* **Exercise requirements**
The records are to be restated in their entirety, word for word.

* **Material provided**

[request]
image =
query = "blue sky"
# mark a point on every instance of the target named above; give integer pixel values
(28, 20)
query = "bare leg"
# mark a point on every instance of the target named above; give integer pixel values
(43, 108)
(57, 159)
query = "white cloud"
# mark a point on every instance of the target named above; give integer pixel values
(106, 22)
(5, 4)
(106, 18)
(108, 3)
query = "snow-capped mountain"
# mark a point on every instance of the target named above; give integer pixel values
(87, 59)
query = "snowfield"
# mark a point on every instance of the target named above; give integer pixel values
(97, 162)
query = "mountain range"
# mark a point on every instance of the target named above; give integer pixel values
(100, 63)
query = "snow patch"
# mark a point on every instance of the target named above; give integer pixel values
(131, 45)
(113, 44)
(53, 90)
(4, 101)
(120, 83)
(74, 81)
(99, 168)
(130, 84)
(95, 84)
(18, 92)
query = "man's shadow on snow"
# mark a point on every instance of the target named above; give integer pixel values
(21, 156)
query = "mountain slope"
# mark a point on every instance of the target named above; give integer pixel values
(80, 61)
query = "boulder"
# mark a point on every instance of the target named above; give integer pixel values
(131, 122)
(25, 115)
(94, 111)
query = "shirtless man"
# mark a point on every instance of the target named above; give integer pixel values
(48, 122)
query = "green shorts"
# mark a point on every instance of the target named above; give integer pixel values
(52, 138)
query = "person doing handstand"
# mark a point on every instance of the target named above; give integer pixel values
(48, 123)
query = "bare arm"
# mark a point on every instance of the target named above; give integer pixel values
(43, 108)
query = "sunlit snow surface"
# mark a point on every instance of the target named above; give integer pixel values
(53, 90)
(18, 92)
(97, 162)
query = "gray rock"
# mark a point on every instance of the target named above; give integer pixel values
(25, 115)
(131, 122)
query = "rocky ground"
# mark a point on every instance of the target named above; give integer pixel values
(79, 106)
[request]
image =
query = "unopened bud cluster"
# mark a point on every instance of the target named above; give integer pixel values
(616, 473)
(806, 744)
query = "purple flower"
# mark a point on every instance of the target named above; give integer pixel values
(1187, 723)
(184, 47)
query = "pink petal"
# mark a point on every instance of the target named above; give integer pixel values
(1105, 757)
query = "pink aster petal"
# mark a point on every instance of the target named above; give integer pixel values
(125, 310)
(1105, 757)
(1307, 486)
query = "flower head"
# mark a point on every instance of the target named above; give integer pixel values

* **Answer below**
[request]
image =
query = "blue sky"
# mark a point on every instance of the target named above; give integer pixel values
(28, 20)
query = "bare leg"
# mark a point on every instance of the target named above; give integer pixel values
(43, 108)
(57, 159)
query = "white cloud"
# mark a point on every instance of the target named above; give integer pixel values
(106, 22)
(5, 4)
(106, 18)
(108, 3)
query = "snow-capped mountain"
# mark a point on every instance of the target named above; give integer pixel values
(87, 59)
query = "snowfield"
# mark a point on every instance of the target named above; give integer pixel values
(97, 162)
query = "mountain range"
# mark a point on every instance of the target named above; give integer pixel values
(100, 63)
query = "snow patch"
# mark a point on every instance of the target named above; give integer pixel values
(131, 45)
(113, 44)
(53, 90)
(4, 101)
(120, 83)
(74, 81)
(99, 168)
(130, 84)
(95, 84)
(18, 92)
query = "man's shadow on snow"
# mark a point on every instance of the target named above; give integer pixel values
(21, 156)
query = "mountain slope"
# mark a point on every instance of the target named above; give integer pixel values
(80, 61)
query = "boulder"
# mark a point on every instance of the target named above; give integer pixel values
(131, 122)
(25, 115)
(94, 111)
query = "shirtless man"
# mark a point on every instance of the target named above; give integer pixel values
(48, 122)
query = "green shorts"
# mark a point on every instance of the target named above; give integer pixel values
(52, 138)
query = "person doing handstand"
# mark a point on every instance of the target named above; give integer pixel values
(48, 123)
query = "bare arm"
# mark a point on every instance of the target named above; give integer pixel values
(43, 108)
query = "sunlit snow surface"
# mark a point on every instance of the target named above; give integer pixel values
(53, 90)
(18, 92)
(97, 162)
query = "gray rock"
# mark a point on every instance of the target named above; give integer pixel values
(25, 115)
(131, 122)
query = "rocky ground"
# mark a point on every instance of the target named above; give integer pixel values
(79, 106)
[request]
image =
query = "unopened bud cluster"
# mark a point on every instance of the target named above; give integer pixel values
(616, 473)
(806, 744)
query = "purple flower"
# mark a point on every instance of the target named above; give integer pixel values
(1187, 723)
(184, 47)
query = "pink petal"
# mark a point on every instance of the target named above; give integer pixel values
(1105, 757)
query = "pink aster petal"
# mark a point on every instance of the target named above; give integer pixel values
(125, 310)
(1105, 757)
(1307, 486)
query = "flower head"
# mark a point on every instance of the target named above; give integer pixel values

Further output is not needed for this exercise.